_WRITTEN INSTRUCTION 1_
Copy verbatim the part of the post on ZIP and Unicode starting at "I have talked" and ending at "constants, isn't it?".

_SELECTED PASSAGE_
┏━━

Saturday, April 22, 2006 10:48 AM
Michael S. Kaplan
Unicode? Zip don't need no stinking Unicode!
I have talked about the limitations in ZIP before in the post Zipping up Unicode file names, but Heath has pointed out a new and interesting wrinkle in the problem in his post Update for the Palm Treo 700w Available, with Problems.
Now Heath may seem to some to be some kind of lightning rod for Unicode Lame List stories, but he isn't -- he is just a smart developer who is finding himself thrown into bad software situations that he did not design....
In this case we see the biggest problem with not using Unicode -- the basic problem of deciding what code page to use. It is probably not so much that zipfldr.dll is specifically using cp437 and cp1252, it is that it is using CP_OEMCP and CP_ACP.
What causes such a mistake to not get noticed, though? I mean, it is pretty un-natural to be using both constants, isn't it?
As luck (or unluck) would have it, they are not. The problem starts with the Shell folks, are using funky macros wrapped around funky shlwapi wrappers like SHAnsiToUnicode and SHUnicodeToAnsi. I call them funky because they are. They are also quite consistent in their underlying use of CP_ACP always.
And as for the rest of the problem, it looks like the CP_OEMCP is coming from the fact that it is a console app that is running things so that some of the translations are happening in this different context....
How smart is Palm feeling for putting ™ and ® in the filename, at this point? No wonder they took the update down. :-)
Clearly we'll need to see people using ASCII file names until people move up to Unicode. Code pages are just too damn confusing!
This post brought to you by "®" and "™" (U+00ae and U+2122, a.k.a. REGISTERED SIGN and TRADE MARK SIGN)

┗━━

_AVAILABLE DATA_
┏━━

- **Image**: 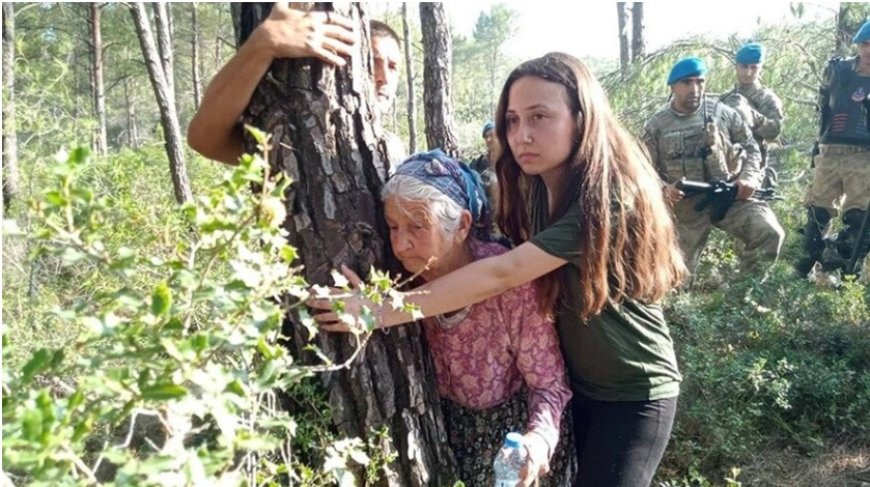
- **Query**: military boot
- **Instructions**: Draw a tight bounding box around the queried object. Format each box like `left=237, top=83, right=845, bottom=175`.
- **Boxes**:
left=822, top=208, right=870, bottom=275
left=795, top=206, right=831, bottom=278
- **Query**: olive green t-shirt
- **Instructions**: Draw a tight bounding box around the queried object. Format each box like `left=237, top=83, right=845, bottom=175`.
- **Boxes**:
left=531, top=187, right=682, bottom=401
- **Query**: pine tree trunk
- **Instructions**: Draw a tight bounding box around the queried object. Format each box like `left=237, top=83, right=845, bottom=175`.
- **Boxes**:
left=124, top=78, right=139, bottom=149
left=152, top=2, right=176, bottom=105
left=190, top=2, right=202, bottom=110
left=420, top=2, right=459, bottom=157
left=129, top=2, right=193, bottom=203
left=402, top=3, right=417, bottom=154
left=631, top=2, right=646, bottom=62
left=233, top=3, right=454, bottom=486
left=3, top=2, right=20, bottom=210
left=616, top=2, right=631, bottom=74
left=89, top=3, right=109, bottom=156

┗━━

_WRITTEN INSTRUCTION 2_
In the records, take the lines starting at the one containing "- **Query**: pine tree trunk" and ending at the one containing "left=124, top=78, right=139, bottom=149". Return only those lines, with "queried object" changed to "requested object" and nothing else altered.

_OUTPUT 1_
I have talked about the limitations in ZIP before in the post Zipping up Unicode file names, but Heath has pointed out a new and interesting wrinkle in the problem in his post Update for the Palm Treo 700w Available, with Problems.
Now Heath may seem to some to be some kind of lightning rod for Unicode Lame List stories, but he isn't -- he is just a smart developer who is finding himself thrown into bad software situations that he did not design....
In this case we see the biggest problem with not using Unicode -- the basic problem of deciding what code page to use. It is probably not so much that zipfldr.dll is specifically using cp437 and cp1252, it is that it is using CP_OEMCP and CP_ACP.
What causes such a mistake to not get noticed, though? I mean, it is pretty un-natural to be using both constants, isn't it?

_OUTPUT 2_
- **Query**: pine tree trunk
- **Instructions**: Draw a tight bounding box around the requested object. Format each box like `left=237, top=83, right=845, bottom=175`.
- **Boxes**:
left=124, top=78, right=139, bottom=149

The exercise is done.